**SET PROBLEM**
List every line of the records below that contains the word "road", copying each such line in full.

**EXCERPTED RECORDS**

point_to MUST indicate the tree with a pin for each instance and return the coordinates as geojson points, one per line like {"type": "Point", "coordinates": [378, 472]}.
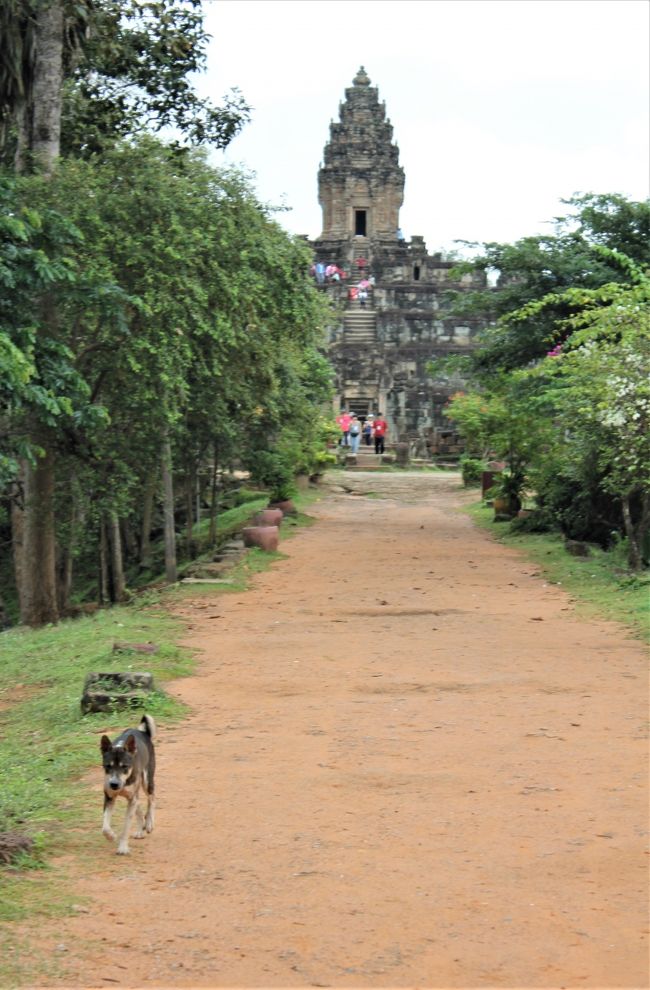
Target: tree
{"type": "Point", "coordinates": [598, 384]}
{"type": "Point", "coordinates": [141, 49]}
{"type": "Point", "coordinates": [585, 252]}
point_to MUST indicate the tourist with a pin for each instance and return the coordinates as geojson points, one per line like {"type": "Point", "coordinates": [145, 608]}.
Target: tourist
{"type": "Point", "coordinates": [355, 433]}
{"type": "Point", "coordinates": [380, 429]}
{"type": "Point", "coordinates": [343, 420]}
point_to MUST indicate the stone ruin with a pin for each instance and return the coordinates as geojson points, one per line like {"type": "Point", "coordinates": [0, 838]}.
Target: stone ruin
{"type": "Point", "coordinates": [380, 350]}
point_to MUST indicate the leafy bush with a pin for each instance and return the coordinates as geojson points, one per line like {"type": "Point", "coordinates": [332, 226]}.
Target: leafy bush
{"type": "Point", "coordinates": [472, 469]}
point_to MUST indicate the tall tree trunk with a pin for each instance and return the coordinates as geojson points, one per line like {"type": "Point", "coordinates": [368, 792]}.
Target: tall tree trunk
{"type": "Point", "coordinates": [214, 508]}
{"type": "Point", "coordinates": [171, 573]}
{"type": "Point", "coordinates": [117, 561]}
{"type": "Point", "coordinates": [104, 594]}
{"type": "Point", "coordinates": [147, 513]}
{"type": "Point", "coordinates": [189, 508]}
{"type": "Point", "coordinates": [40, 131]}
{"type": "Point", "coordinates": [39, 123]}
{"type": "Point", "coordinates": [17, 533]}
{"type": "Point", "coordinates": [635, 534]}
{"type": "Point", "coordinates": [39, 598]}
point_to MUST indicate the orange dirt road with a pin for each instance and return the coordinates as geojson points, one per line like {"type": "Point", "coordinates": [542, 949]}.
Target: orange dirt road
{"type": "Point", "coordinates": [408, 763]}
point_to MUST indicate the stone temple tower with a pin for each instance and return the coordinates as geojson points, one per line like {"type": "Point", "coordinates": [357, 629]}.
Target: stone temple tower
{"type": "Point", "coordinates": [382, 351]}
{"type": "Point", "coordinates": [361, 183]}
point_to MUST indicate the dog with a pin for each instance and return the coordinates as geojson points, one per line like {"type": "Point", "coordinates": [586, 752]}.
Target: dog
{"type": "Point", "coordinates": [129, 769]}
---
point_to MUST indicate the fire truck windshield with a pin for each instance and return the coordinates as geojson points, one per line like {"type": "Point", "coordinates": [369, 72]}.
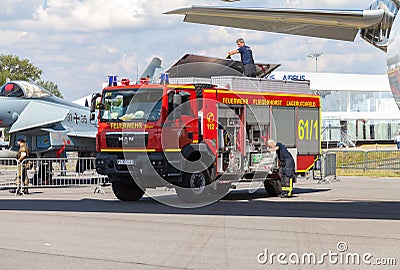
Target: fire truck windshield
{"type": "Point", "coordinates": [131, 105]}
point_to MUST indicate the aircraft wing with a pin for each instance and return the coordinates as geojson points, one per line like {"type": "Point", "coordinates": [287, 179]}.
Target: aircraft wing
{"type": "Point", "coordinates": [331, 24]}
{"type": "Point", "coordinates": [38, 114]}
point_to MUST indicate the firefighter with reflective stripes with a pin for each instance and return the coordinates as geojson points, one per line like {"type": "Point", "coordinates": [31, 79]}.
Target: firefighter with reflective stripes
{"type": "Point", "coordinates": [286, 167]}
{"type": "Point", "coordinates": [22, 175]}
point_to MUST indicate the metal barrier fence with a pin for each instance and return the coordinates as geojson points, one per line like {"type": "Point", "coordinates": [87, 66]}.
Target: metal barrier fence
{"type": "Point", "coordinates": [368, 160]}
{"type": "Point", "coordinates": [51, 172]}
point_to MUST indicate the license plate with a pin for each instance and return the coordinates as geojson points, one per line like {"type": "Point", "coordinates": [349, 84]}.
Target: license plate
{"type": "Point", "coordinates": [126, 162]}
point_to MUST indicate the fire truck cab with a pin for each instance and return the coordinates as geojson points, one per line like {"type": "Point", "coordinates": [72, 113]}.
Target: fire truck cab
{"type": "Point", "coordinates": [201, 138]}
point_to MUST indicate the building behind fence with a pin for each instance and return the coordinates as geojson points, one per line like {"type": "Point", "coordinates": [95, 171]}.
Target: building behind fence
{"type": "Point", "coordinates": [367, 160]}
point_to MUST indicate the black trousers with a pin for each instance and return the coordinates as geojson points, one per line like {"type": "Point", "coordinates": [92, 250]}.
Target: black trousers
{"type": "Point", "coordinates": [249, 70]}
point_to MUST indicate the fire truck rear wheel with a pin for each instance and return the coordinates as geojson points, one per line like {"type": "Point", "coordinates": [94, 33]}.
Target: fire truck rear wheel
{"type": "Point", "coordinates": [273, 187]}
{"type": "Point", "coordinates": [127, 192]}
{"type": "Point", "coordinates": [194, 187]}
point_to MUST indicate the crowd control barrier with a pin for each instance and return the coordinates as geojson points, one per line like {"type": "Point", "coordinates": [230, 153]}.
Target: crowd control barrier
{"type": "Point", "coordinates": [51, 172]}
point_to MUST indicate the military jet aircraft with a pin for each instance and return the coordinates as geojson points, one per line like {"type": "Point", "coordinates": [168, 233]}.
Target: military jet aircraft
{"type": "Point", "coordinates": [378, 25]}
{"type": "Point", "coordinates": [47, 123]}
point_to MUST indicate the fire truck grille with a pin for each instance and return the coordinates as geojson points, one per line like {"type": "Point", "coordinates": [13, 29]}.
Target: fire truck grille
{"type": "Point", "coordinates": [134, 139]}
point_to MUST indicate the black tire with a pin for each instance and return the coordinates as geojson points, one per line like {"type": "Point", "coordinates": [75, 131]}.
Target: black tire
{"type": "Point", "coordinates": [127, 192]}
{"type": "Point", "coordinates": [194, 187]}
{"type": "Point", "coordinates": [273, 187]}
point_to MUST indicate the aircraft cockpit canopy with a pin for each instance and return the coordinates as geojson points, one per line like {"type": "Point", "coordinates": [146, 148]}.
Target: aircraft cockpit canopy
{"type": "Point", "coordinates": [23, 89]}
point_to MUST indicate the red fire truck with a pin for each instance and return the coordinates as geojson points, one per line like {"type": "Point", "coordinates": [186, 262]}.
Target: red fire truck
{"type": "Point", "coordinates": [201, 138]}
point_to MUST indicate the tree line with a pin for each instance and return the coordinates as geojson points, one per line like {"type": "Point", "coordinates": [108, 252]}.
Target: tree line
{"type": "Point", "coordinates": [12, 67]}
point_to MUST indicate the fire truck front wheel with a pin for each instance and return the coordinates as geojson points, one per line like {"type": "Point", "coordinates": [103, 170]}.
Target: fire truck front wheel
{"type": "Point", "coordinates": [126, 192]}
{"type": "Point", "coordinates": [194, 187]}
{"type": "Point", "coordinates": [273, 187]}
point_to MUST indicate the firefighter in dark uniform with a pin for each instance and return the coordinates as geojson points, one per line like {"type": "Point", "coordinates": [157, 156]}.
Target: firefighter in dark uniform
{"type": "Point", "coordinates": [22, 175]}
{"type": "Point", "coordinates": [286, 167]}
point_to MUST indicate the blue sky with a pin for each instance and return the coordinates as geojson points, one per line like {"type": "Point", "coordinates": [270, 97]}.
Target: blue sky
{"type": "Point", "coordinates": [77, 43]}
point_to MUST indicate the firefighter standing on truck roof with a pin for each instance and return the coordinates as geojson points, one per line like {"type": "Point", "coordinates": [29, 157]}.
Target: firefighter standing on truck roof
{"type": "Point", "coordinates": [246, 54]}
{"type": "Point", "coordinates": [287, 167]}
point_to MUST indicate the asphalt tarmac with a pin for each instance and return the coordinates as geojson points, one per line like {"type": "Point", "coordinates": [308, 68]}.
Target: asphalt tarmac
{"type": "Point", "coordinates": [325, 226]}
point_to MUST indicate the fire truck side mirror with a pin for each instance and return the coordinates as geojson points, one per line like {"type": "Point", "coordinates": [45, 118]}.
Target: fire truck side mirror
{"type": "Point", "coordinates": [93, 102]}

**TASK OUTPUT**
point_to MUST indicate the orange dirt road with a pin for each instance and return the coordinates as geojson points, one per line like {"type": "Point", "coordinates": [542, 949]}.
Target: orange dirt road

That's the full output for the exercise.